A legal scholar and expert on election integrity issues believes paper ballots are the final arbiter when it comes to ensuring integrity in future elections.

An advisory recently sent to state election officials from the Cybersecurity & Infrastructure Security Agency reveals that the electronic voting machines from a leading vendor used in at least 16 states have software vulnerabilities that leave them susceptible to hacking if unaddressed. The author of the advisory insists, however, that there is no evidence to show that the vulnerabilities were exploited in the 2020 election.

“There’s no evidence so far that that has actually happened,” responds Hans von Spakovsky, senior legal fellow at The Heritage Foundation and manager of the Election Law Reform Initiative there. “What he warned about is that the vulnerabilities are such that nobody walking casually into a voting place to use electronic voting machines is going to be able to do this. But what he warned about were insiders who have access to the systems and possibly foreign countries who hack into it and are able to get into the network.”

* Activity list
[1] Return the passage of the voting machine text that starts at the words "A legal scholar" and ends after "the 2020 election.".
[2] According to the voting machine text, in how many states are the vulnerable machines from the leading vendor used?
Rely only on the voting machine text for everything here.

[Source records]
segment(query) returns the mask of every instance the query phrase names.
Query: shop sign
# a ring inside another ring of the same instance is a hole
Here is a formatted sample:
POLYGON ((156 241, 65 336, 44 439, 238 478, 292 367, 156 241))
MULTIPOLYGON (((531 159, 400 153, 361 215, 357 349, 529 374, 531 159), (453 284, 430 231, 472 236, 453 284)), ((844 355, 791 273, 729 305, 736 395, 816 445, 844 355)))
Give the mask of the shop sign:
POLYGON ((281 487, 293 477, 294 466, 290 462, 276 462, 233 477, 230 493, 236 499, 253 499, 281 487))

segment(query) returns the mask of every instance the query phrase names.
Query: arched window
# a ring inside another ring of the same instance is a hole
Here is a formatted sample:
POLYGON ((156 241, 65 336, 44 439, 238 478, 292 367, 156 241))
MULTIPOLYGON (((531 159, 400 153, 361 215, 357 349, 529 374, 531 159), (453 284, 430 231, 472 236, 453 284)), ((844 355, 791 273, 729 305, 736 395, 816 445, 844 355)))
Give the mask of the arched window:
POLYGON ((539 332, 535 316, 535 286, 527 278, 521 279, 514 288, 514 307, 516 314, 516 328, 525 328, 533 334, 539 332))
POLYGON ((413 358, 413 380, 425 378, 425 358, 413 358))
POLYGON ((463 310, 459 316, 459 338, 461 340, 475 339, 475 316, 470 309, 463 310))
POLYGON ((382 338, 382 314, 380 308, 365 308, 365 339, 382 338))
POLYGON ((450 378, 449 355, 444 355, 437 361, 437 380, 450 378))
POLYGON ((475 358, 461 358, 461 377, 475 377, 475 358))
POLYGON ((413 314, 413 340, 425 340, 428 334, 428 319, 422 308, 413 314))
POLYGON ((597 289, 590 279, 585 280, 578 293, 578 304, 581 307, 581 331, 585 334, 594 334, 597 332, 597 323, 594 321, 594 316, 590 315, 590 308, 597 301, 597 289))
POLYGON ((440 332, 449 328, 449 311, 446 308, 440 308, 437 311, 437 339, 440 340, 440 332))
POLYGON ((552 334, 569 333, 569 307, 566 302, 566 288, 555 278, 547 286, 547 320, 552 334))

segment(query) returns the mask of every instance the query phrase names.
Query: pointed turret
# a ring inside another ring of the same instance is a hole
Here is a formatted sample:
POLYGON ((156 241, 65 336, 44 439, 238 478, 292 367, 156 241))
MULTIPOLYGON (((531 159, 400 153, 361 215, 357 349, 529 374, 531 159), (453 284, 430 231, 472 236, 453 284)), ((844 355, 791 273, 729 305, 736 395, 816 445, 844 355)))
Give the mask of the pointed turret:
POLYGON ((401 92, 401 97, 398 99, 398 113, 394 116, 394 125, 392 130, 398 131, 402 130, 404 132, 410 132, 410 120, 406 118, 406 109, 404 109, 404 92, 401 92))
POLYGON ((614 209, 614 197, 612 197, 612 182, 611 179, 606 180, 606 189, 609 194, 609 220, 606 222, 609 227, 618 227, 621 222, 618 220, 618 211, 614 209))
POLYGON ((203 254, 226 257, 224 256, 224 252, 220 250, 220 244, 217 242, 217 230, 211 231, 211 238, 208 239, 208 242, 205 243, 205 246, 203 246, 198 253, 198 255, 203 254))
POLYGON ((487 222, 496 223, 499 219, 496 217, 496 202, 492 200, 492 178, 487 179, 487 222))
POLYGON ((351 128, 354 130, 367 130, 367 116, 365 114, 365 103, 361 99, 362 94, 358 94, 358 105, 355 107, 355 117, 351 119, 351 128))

* Exercise responses
[1]
A legal scholar and expert on election integrity issues believes paper ballots are the final arbiter when it comes to ensuring integrity in future elections.

An advisory recently sent to state election officials from the Cybersecurity & Infrastructure Security Agency reveals that the electronic voting machines from a leading vendor used in at least 16 states have software vulnerabilities that leave them susceptible to hacking if unaddressed. The author of the advisory insists, however, that there is no evidence to show that the vulnerabilities were exploited in the 2020 election.

[2] At least 16 states.